» EXERCISE OBJECTIVE: Report each line of the records below that contains the word "turquoise", copying every such line in full.

── WORKING DATA ──

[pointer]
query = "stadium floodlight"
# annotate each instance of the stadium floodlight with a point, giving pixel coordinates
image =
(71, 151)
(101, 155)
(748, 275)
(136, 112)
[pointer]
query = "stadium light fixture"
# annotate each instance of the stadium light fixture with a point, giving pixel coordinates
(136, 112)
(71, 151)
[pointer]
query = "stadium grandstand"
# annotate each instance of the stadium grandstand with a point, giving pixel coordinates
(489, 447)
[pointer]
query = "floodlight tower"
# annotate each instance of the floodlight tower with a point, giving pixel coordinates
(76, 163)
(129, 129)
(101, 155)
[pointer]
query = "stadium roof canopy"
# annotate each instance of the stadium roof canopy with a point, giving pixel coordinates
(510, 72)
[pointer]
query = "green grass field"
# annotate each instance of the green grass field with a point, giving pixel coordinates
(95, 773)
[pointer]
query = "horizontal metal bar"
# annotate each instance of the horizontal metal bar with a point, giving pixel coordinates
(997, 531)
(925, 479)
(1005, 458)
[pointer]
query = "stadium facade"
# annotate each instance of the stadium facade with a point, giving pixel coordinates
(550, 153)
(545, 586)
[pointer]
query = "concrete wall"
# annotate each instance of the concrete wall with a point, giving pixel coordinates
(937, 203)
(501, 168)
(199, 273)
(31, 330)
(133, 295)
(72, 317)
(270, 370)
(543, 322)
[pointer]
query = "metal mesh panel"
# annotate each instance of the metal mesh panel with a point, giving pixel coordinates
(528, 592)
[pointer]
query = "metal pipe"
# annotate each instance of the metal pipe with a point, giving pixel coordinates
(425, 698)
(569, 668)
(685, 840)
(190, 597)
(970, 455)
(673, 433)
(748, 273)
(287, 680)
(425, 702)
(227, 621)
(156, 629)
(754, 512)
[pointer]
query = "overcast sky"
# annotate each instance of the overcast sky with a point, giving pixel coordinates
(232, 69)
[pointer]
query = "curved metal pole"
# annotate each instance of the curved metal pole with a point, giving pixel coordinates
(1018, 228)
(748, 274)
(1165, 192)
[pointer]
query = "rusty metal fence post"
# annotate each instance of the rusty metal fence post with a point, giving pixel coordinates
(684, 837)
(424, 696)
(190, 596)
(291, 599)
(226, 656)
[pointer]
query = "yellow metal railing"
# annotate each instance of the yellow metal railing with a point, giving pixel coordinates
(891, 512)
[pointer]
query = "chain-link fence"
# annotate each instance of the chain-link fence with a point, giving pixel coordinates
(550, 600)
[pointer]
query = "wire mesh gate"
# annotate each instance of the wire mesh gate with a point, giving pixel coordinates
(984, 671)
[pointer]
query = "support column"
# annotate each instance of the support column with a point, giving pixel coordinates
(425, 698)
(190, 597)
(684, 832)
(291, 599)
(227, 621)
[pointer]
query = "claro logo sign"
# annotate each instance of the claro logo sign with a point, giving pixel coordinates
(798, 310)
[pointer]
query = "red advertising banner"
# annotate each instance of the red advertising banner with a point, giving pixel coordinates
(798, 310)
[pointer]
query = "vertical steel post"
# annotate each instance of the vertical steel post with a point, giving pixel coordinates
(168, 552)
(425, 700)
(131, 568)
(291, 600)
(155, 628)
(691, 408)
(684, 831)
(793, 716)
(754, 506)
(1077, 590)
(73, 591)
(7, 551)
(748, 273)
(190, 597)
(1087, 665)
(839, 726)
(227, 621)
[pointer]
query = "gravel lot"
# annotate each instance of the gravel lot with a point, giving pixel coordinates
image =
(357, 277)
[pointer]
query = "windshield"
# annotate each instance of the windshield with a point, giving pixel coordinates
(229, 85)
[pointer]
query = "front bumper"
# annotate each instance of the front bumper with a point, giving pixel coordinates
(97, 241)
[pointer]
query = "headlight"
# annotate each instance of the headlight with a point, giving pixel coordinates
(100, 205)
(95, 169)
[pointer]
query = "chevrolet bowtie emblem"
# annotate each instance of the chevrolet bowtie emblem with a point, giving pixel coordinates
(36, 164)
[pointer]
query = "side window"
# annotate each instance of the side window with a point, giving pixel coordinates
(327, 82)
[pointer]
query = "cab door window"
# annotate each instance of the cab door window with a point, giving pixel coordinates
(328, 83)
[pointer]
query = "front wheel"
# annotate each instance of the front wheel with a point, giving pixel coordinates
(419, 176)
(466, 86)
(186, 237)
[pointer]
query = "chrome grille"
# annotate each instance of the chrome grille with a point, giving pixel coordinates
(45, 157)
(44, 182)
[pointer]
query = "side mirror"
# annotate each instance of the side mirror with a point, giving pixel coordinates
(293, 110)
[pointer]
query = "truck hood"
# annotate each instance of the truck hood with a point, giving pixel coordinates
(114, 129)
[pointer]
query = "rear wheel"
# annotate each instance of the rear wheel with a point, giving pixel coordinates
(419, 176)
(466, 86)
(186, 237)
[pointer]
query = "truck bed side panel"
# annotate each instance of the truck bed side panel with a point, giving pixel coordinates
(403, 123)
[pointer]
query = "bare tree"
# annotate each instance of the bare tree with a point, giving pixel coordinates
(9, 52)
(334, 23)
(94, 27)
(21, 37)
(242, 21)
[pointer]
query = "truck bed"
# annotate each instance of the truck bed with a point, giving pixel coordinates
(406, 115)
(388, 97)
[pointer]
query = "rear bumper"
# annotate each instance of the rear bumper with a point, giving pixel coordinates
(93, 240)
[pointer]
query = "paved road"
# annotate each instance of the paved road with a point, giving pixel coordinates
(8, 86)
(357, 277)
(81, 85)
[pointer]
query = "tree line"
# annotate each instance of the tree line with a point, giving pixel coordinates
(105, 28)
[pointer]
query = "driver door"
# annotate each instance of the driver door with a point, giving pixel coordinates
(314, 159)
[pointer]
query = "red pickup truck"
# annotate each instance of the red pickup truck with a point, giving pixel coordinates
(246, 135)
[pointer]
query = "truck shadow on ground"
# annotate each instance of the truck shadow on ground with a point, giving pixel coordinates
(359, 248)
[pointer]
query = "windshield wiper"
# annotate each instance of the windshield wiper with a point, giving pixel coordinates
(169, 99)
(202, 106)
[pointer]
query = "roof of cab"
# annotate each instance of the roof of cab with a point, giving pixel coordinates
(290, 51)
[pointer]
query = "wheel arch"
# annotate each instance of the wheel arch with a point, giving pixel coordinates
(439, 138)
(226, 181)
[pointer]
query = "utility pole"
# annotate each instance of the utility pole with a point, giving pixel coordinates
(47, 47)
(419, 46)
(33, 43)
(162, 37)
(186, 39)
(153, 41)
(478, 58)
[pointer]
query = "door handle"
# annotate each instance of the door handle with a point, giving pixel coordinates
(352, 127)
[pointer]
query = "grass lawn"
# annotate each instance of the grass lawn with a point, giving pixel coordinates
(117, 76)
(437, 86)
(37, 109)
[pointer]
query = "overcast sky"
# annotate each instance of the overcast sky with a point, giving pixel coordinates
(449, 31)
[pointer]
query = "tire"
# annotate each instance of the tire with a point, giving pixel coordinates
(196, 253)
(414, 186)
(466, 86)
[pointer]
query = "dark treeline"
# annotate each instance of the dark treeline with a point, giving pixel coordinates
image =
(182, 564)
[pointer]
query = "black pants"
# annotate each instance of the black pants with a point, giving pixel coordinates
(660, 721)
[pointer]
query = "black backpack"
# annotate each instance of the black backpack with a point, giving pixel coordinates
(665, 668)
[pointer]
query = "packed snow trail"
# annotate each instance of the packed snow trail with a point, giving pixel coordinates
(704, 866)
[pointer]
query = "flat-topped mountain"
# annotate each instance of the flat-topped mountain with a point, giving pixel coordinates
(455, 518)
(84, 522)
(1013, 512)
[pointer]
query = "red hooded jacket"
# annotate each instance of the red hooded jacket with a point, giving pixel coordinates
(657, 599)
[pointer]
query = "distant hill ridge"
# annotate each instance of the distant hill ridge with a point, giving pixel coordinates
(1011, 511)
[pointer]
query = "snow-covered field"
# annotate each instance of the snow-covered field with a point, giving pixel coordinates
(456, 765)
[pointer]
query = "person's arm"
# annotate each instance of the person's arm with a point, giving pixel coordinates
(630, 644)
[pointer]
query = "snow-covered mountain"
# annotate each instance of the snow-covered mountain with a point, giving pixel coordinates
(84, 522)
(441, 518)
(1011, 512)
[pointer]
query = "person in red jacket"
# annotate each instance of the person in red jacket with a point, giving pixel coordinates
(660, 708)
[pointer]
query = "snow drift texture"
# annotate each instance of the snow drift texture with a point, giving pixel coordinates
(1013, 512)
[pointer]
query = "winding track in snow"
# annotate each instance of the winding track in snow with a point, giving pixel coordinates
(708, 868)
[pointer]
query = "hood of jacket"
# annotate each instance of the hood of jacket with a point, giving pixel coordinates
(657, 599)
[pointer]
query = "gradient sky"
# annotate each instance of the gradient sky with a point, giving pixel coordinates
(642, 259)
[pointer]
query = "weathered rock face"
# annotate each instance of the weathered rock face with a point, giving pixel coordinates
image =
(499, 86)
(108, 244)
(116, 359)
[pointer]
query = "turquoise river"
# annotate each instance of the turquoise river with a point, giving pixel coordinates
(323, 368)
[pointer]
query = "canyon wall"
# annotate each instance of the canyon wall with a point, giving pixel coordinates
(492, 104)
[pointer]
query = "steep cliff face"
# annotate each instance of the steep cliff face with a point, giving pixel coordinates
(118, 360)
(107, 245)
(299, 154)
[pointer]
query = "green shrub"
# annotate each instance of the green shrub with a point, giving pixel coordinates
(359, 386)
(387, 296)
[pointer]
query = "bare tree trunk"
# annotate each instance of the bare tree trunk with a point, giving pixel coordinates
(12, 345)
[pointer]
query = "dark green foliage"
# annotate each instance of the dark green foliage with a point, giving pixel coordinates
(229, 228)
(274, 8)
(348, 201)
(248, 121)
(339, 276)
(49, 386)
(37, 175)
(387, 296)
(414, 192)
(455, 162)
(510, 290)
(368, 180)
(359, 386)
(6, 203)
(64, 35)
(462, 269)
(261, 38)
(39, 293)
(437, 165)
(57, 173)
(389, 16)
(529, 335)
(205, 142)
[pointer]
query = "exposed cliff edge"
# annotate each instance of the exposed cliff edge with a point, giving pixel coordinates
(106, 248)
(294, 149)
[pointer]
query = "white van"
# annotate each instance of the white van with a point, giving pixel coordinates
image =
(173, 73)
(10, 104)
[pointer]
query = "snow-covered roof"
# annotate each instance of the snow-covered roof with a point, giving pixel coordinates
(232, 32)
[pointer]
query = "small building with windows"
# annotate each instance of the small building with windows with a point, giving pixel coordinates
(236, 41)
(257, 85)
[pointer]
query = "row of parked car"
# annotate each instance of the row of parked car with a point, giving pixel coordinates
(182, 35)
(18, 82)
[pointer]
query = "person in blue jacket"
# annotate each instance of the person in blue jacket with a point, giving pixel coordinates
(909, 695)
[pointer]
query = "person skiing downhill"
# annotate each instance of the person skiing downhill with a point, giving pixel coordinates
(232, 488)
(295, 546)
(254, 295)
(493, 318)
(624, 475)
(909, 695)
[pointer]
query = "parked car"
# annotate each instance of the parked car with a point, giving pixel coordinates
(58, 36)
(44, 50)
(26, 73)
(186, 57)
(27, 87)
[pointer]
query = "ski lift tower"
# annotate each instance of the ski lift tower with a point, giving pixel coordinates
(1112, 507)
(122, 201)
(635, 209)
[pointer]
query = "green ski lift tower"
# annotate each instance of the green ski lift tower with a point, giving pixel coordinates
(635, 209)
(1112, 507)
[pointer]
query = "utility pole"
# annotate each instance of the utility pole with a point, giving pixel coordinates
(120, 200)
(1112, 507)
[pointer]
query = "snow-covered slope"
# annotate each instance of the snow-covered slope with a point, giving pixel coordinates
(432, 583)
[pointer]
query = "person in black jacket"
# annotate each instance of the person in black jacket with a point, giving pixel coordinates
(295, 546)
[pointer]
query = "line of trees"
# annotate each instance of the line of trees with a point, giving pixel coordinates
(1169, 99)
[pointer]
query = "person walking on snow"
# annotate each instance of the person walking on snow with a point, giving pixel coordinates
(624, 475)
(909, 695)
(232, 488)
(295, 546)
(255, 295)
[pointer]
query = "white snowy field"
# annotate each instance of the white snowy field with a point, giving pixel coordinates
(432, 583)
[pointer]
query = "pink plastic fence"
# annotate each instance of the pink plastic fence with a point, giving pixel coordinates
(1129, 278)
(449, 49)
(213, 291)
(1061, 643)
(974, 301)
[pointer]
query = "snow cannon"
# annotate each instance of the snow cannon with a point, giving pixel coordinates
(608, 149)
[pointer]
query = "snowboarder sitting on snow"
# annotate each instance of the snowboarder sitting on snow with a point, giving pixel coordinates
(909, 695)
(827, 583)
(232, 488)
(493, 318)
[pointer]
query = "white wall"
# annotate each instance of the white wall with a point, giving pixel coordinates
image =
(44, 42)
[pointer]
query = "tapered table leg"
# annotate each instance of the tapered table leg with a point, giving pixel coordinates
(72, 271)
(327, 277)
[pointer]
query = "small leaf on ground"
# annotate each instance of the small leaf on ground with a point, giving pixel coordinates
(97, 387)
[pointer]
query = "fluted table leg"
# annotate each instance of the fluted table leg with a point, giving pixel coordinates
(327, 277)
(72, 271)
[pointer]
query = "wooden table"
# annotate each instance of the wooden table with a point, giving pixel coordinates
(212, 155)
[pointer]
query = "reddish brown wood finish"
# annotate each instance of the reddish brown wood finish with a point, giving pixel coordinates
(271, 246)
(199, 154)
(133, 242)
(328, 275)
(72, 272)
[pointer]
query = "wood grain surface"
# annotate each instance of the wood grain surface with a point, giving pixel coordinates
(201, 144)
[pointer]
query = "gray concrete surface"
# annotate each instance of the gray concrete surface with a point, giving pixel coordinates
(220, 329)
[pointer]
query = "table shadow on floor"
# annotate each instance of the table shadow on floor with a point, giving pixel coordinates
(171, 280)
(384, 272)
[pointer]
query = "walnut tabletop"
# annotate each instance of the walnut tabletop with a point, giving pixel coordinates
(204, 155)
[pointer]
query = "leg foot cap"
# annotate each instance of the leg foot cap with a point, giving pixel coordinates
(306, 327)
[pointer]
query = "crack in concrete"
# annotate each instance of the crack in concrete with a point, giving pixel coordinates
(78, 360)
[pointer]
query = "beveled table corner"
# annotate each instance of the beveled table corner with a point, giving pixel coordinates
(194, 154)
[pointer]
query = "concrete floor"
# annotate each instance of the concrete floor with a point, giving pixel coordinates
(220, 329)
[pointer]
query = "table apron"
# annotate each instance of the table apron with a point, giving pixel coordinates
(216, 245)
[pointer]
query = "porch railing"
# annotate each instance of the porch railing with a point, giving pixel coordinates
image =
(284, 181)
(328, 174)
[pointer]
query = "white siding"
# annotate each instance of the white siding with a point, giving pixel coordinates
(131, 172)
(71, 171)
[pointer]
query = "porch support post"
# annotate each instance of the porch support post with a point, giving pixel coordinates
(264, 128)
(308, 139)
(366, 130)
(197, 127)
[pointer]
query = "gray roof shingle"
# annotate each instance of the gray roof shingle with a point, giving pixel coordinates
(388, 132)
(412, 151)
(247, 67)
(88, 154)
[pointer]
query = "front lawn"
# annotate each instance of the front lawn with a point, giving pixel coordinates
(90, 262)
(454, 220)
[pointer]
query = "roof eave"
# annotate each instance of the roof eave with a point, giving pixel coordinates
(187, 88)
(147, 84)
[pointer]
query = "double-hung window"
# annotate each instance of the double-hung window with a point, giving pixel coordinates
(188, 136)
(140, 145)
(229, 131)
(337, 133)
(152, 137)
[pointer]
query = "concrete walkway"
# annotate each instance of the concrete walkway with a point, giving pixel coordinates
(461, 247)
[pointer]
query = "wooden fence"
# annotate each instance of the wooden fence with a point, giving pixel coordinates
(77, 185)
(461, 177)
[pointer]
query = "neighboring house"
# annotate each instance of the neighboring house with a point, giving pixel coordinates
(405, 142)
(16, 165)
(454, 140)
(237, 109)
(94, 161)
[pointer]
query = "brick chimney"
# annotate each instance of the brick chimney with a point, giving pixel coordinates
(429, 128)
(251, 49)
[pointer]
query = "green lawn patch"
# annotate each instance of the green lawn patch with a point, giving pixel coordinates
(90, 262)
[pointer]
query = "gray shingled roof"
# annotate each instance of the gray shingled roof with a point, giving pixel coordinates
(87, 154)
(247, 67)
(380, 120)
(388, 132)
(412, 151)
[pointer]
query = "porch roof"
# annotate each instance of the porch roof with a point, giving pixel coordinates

───

» EXERCISE SOLUTION:
query = "turquoise river"
# annotate each instance of the turquoise river with a point, giving pixel coordinates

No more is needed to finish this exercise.